**Job**
Reproduce the following lines verbatim, starting at the line that contains "Locate the weathered" and ending at the line that contains "left=84, top=78, right=145, bottom=160", with both of those lines included.

::: Data for this exercise

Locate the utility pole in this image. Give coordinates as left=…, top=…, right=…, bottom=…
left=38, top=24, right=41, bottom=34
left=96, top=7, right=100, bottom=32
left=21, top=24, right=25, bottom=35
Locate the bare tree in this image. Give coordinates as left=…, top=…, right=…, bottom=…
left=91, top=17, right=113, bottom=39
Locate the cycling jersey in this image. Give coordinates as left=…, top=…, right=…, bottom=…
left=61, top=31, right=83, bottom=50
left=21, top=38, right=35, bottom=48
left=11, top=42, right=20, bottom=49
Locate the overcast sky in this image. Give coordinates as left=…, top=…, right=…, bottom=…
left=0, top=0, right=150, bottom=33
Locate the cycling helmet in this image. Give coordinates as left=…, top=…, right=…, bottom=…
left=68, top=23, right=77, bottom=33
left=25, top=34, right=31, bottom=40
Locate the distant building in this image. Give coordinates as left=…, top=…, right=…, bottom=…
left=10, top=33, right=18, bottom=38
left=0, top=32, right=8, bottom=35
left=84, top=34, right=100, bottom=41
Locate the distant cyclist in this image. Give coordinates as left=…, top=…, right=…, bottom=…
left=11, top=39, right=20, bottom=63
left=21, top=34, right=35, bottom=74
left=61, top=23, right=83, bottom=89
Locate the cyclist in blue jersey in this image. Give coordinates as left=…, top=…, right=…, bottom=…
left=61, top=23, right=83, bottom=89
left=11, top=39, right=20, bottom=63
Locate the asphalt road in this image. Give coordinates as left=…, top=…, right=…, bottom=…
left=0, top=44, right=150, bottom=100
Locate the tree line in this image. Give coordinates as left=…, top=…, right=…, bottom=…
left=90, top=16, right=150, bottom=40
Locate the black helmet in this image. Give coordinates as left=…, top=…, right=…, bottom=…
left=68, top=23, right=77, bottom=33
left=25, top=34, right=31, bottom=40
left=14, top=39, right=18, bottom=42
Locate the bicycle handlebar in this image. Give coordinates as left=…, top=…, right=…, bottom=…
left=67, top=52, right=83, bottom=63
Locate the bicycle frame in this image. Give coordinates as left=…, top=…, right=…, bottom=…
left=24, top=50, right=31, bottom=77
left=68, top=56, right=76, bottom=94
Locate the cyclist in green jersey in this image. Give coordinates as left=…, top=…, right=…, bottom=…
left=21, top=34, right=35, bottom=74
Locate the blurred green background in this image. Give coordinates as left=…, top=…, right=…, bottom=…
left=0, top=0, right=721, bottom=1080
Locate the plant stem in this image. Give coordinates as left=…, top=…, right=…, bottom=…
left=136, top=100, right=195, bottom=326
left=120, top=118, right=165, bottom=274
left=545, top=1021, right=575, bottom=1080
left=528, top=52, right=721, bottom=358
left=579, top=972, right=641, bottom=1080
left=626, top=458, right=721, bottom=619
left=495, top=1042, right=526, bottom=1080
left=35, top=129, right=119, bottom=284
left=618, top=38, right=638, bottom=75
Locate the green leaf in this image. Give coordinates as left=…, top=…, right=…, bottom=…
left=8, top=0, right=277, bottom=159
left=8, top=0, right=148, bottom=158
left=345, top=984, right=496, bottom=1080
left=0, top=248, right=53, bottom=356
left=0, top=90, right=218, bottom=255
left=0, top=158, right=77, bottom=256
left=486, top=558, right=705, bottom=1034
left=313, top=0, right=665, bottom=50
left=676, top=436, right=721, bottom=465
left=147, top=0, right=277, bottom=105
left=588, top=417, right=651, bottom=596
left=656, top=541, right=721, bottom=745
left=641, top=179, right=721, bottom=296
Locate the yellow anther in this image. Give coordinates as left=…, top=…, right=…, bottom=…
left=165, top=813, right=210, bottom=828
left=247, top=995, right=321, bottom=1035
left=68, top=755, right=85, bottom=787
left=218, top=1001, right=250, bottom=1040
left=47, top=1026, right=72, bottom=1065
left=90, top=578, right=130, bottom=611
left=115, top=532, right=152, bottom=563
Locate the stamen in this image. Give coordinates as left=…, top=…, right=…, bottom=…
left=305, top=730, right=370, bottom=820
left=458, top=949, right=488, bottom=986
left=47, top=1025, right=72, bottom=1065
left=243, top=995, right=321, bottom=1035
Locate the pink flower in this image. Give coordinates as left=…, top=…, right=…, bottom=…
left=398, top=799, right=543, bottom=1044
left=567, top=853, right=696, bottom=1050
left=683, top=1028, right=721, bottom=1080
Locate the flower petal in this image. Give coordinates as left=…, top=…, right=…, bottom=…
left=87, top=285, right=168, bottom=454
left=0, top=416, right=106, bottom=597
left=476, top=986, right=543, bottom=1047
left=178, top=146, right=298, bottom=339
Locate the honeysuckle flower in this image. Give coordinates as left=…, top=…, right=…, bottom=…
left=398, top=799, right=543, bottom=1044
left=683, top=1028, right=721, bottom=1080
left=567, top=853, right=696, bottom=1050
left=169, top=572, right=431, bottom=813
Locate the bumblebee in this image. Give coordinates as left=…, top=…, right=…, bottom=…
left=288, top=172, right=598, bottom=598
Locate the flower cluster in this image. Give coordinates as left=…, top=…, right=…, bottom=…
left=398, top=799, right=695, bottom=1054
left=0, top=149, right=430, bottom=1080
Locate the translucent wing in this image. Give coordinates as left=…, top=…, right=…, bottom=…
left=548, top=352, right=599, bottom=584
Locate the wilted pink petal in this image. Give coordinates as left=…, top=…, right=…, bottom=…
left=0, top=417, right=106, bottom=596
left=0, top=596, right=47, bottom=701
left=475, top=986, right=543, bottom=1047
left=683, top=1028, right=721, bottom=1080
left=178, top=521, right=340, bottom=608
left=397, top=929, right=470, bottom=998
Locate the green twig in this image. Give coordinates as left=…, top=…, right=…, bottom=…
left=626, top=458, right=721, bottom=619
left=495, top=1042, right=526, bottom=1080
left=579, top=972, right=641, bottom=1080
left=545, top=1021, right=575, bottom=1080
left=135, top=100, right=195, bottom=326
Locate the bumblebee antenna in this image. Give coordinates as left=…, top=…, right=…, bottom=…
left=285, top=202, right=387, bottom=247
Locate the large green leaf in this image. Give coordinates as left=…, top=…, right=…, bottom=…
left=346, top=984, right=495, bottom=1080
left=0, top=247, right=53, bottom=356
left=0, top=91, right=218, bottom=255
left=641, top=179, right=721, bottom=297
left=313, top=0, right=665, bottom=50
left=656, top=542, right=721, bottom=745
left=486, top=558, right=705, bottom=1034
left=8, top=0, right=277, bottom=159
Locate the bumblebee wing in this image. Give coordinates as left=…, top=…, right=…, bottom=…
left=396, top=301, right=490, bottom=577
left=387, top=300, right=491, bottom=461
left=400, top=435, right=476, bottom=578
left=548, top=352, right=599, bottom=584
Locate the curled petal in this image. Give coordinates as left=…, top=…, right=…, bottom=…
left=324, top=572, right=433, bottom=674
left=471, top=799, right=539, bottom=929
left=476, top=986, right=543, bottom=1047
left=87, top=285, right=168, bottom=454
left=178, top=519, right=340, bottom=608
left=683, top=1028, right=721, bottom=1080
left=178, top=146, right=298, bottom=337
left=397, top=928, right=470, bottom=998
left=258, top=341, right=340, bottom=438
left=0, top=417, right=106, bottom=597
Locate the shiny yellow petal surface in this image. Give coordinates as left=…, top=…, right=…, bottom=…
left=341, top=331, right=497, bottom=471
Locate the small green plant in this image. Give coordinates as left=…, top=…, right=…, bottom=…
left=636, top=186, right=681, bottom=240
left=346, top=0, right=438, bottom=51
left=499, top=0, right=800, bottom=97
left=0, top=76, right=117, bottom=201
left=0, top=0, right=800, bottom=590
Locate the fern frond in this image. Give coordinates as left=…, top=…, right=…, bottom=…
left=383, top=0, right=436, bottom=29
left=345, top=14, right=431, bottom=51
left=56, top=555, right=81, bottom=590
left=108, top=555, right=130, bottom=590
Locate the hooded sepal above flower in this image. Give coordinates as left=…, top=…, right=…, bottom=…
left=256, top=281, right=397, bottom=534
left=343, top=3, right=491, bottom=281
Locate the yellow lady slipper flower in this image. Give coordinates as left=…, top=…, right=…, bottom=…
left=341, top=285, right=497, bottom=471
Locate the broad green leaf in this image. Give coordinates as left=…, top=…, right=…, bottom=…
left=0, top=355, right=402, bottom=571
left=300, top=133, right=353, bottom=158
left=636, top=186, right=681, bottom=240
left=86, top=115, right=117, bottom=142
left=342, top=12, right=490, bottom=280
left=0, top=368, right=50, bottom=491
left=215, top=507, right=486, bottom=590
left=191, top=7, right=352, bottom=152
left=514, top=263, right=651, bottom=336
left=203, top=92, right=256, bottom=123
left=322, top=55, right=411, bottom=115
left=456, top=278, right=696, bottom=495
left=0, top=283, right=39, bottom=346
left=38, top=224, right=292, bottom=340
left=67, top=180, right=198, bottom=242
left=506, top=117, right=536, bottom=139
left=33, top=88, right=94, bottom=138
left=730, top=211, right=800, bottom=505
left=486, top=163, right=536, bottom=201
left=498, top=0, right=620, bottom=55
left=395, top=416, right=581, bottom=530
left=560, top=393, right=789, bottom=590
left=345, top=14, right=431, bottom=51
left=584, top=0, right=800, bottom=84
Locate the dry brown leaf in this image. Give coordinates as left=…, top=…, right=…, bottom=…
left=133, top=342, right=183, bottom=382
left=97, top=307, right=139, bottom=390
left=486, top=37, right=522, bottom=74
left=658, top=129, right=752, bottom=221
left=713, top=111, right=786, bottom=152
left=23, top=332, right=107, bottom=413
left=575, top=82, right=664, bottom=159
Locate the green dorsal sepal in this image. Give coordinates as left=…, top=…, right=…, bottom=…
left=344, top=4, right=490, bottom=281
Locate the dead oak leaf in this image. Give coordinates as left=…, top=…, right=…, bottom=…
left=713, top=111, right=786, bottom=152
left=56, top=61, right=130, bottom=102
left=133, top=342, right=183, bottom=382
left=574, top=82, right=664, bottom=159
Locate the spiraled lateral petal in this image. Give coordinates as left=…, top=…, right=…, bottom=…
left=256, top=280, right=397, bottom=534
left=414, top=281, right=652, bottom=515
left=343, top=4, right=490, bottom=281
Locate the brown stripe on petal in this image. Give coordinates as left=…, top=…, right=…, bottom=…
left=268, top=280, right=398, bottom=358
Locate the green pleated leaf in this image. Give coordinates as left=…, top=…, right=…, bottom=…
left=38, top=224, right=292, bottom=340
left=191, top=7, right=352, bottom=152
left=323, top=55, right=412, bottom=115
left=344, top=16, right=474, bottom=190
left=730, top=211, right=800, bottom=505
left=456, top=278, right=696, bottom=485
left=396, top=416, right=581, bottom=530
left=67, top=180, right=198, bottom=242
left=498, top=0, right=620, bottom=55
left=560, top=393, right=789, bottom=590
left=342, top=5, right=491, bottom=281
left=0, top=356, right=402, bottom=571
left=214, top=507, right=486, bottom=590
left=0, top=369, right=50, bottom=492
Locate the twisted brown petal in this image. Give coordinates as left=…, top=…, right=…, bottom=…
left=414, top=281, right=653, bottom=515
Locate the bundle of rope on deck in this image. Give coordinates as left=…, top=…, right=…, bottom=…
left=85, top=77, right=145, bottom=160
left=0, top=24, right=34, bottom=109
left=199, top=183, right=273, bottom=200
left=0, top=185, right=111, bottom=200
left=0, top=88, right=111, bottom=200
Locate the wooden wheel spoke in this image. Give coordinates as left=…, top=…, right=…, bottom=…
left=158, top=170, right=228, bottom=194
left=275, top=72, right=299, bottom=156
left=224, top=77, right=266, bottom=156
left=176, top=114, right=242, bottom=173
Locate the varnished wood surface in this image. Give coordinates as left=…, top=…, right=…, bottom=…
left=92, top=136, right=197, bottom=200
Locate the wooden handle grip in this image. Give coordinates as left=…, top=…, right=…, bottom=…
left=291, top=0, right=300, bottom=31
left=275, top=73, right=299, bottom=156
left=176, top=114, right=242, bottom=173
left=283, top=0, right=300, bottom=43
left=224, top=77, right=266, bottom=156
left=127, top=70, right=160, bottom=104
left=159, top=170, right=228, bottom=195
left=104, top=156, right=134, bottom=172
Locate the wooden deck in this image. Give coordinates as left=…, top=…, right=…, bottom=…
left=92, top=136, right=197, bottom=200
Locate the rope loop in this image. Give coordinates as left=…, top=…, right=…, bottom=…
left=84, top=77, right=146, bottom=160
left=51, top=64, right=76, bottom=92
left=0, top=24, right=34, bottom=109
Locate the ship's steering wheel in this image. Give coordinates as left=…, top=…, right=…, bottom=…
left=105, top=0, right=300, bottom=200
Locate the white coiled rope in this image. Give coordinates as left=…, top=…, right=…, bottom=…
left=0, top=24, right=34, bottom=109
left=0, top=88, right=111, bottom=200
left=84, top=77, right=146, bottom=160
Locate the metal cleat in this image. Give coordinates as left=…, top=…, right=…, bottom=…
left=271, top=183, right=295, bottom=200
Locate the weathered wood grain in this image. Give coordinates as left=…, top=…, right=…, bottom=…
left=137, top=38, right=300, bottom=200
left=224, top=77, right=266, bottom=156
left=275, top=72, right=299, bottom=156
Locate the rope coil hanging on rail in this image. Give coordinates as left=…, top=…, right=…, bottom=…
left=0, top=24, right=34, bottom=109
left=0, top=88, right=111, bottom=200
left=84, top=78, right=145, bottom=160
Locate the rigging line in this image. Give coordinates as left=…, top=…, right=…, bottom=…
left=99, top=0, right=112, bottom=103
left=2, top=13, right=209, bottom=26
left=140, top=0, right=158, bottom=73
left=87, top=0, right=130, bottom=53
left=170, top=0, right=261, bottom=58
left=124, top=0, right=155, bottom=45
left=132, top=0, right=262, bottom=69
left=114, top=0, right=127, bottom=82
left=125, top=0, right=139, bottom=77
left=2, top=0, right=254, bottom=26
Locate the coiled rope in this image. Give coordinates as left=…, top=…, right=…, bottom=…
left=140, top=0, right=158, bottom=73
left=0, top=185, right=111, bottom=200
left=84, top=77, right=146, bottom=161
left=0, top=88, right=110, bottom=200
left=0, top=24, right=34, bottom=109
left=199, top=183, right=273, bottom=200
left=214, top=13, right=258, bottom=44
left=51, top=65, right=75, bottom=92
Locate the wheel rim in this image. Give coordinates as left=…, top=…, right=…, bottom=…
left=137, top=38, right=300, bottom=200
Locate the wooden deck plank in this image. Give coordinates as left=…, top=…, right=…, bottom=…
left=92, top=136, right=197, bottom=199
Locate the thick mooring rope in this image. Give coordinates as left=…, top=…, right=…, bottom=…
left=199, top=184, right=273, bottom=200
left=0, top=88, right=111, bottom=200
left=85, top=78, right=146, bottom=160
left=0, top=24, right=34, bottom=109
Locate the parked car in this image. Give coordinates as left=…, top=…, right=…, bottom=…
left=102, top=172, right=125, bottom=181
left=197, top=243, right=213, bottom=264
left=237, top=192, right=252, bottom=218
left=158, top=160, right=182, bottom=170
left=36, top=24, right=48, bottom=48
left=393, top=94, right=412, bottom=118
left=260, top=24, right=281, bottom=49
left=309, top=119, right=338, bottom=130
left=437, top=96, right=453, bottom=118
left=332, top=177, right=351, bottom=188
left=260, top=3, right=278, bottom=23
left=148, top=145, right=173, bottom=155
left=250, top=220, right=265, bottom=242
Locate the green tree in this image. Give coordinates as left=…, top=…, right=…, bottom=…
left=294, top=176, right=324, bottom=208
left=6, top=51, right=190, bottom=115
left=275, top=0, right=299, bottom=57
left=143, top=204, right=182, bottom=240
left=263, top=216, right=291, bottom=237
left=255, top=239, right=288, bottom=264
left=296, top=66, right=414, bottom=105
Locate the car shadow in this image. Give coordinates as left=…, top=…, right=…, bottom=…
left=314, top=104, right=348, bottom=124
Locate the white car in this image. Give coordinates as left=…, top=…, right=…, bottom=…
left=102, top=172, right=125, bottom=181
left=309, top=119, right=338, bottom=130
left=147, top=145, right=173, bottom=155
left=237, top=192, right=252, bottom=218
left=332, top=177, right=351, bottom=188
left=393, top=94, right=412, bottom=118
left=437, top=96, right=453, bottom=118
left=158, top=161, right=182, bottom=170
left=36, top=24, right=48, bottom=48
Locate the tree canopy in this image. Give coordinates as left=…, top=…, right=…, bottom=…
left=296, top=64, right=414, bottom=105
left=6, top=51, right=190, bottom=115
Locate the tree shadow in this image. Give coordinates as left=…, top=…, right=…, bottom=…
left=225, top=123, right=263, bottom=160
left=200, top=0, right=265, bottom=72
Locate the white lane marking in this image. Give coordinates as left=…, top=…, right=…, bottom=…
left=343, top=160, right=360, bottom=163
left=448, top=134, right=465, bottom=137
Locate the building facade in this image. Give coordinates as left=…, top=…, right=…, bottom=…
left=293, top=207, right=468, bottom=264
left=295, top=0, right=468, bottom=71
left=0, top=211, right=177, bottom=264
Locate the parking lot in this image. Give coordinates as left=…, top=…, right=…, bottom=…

::::::

**Exercise result**
Locate the weathered wood grain in this image. Give coordinates as left=…, top=…, right=…, bottom=…
left=137, top=38, right=300, bottom=200
left=224, top=77, right=266, bottom=156
left=275, top=72, right=299, bottom=156
Locate the rope coil hanging on rail in this image. Give coordinates as left=…, top=…, right=…, bottom=…
left=0, top=24, right=34, bottom=109
left=0, top=88, right=111, bottom=200
left=84, top=78, right=145, bottom=160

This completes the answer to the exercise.